EXTRACT PROVIDED Block Start

Protestors here seen gathering outside the presidential secretariat in Colombo a week ago, have achieved their aim, with legislators soon to elect a new president to replace Gotabaya Rajapaksa, who fled the country and resigned as president.
Arun Sankar | Afp | Getty Images
Business confidence in Sri Lanka is at its lowest in years, according to the chairman of the Ceylon Chambers of Commerce Vish Govindasamy.
“Business confidence is probably at its lowest since I’ve been in business. It’s probably the most difficult times that we have faced. But we are resilient,” he told CNBC’s “Squawk Box Asia” hours before lawmakers picked Prime Minister Ranil Wickremesinghe as president, to take over from Gotabaya Rajapaksa who fled the country.
Wickremesinghe defeated his nearest rival Dullus Alahapperuma by a wide margin of 52 votes in the three-way race. Of the 225 votes, Wickremesinghe garnered 134 votes, and Alahapperuma took 82. The third candidate, leftist Anura Kumara Dissanayake, secured only three votes, according to Reuters.
Sri Lanka has faced months of demonstrations over shortages of food and fuel amid the worst economic crisis in the island nation’s history.
Last week, angry protestors stormed the home of Rajapaksa, whom they blame for mismanagement of the crisis, and the president fled the country and resigned days later.
“The businesses are making sure we survive through this difficult time… [but] reforms are absolutely necessary,” Govindasamy said Wednesday on “Squawk Box Asia.”
Fiscal reforms are imperative for the new government, said Roshan Perera, a former director of the Sri Lankan central bank, who spoke to CNBC before Wickremesinghe was elected.

EXTRACT PROVIDED Block End
RAW DATA Block Start

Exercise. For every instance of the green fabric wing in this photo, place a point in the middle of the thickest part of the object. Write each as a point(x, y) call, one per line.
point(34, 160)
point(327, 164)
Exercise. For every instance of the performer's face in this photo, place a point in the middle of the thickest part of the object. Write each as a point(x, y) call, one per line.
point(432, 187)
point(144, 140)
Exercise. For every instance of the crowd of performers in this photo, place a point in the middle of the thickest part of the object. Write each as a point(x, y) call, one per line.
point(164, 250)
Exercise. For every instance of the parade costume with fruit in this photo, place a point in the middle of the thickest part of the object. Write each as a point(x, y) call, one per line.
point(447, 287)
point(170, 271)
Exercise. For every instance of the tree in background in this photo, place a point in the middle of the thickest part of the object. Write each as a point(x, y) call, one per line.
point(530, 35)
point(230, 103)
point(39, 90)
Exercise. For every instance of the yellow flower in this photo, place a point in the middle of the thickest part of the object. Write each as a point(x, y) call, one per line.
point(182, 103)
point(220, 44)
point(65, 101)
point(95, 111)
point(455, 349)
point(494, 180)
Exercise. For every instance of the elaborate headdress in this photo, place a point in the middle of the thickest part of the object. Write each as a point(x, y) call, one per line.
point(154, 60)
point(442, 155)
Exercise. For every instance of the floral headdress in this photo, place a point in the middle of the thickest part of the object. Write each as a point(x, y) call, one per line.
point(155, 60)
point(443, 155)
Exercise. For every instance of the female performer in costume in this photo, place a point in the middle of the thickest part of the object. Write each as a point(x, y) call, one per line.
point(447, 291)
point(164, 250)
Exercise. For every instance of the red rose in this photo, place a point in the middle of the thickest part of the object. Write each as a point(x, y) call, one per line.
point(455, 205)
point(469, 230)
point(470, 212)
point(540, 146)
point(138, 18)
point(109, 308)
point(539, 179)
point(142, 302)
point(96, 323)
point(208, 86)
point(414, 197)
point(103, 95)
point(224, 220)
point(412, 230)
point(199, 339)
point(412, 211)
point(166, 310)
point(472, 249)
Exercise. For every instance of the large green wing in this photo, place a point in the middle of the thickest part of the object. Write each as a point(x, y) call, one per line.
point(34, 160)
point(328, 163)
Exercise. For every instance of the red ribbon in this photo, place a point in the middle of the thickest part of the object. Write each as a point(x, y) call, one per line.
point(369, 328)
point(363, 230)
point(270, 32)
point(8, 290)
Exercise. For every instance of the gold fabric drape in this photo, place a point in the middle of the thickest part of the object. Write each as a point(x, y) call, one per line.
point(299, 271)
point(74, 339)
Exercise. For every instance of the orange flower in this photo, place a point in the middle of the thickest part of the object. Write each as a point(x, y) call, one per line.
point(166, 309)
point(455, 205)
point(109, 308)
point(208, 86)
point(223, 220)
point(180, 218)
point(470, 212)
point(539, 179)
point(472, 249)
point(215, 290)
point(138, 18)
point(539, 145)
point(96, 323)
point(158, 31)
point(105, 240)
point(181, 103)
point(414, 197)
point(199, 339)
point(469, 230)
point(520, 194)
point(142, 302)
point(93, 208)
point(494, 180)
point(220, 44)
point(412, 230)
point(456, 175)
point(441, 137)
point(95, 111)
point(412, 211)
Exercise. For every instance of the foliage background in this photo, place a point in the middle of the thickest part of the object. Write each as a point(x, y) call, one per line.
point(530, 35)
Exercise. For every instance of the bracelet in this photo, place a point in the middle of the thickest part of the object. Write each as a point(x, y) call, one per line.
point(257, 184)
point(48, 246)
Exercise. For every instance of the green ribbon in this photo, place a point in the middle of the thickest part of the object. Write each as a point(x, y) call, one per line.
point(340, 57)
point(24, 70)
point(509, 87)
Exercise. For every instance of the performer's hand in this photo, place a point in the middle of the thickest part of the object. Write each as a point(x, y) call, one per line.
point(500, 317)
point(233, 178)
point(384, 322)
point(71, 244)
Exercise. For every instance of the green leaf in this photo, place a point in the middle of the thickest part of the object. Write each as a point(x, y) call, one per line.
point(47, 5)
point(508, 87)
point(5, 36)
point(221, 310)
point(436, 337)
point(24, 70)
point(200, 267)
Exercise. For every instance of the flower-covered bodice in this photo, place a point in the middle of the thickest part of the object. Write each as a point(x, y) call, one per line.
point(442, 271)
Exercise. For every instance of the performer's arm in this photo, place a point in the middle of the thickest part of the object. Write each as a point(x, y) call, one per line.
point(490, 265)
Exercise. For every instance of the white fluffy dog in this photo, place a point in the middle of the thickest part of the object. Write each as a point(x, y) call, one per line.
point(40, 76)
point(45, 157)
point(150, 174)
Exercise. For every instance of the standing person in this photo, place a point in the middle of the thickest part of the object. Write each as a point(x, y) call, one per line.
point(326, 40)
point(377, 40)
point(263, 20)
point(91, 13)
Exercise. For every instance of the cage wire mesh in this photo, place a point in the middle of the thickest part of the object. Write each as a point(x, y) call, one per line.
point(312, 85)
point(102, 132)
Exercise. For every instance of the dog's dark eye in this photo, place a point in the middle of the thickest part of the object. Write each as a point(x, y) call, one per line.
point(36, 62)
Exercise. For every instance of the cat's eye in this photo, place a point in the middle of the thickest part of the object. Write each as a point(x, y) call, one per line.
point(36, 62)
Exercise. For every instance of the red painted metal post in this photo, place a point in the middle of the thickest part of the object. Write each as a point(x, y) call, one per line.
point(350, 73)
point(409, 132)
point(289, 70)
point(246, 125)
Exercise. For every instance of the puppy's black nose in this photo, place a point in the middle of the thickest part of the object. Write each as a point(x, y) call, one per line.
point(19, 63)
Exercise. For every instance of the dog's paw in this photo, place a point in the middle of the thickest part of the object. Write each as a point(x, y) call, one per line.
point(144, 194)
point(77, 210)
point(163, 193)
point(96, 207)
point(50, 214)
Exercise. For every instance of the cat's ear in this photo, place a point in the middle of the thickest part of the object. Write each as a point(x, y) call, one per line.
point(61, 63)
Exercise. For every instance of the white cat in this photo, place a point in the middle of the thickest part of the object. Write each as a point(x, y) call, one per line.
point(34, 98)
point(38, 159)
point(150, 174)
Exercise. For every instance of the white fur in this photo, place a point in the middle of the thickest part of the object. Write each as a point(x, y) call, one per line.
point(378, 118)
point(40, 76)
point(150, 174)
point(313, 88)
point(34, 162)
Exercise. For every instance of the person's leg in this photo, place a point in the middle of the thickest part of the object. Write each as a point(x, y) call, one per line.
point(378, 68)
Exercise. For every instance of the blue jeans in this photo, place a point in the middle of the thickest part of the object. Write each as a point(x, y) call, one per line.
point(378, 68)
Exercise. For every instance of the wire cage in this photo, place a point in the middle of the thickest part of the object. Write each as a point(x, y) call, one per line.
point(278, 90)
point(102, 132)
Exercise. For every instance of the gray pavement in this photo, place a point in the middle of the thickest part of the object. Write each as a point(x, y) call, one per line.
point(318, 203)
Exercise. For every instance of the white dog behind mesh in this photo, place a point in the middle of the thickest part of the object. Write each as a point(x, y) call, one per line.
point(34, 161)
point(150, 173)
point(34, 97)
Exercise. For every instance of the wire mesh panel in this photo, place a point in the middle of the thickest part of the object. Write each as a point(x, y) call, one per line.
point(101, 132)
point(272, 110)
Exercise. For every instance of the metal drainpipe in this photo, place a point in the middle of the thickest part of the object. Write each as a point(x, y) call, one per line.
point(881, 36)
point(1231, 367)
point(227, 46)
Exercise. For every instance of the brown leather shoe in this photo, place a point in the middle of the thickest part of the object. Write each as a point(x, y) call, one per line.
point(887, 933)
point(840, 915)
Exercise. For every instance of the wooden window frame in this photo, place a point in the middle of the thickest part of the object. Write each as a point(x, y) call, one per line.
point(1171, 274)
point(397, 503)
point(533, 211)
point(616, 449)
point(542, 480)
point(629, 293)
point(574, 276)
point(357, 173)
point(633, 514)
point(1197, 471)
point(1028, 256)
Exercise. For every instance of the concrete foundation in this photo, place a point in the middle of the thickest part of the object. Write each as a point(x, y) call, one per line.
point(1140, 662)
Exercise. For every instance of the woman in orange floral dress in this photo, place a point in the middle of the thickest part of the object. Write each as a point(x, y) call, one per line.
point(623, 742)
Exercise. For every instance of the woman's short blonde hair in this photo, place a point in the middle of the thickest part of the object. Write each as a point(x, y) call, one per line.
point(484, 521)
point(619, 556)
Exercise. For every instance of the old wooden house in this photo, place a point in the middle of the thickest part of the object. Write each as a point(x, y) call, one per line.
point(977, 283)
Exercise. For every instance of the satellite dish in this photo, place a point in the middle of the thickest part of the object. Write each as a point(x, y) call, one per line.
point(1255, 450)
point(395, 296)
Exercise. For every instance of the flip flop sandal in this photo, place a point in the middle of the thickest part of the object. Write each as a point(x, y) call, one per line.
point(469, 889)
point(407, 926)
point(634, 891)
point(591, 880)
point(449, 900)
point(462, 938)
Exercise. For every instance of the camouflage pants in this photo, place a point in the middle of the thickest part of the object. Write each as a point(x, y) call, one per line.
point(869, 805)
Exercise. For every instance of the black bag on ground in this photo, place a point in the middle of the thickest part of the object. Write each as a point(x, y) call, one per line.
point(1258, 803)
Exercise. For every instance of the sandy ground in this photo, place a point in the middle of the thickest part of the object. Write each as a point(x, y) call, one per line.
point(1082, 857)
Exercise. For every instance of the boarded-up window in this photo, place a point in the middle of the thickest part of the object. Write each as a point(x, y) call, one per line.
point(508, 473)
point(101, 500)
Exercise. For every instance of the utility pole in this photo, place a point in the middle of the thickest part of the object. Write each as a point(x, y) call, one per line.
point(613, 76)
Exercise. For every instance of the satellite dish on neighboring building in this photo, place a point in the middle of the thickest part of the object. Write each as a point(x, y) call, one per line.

RAW DATA Block End

WHAT TO WORK ON: Transcribe the passage of the article on Sri Lanka from "Sri Lanka has" up to and including "resigned days later.".

SOLUTION FOR THIS TASK:
Sri Lanka has faced months of demonstrations over shortages of food and fuel amid the worst economic crisis in the island nation’s history.
Last week, angry protestors stormed the home of Rajapaksa, whom they blame for mismanagement of the crisis, and the president fled the country and resigned days later.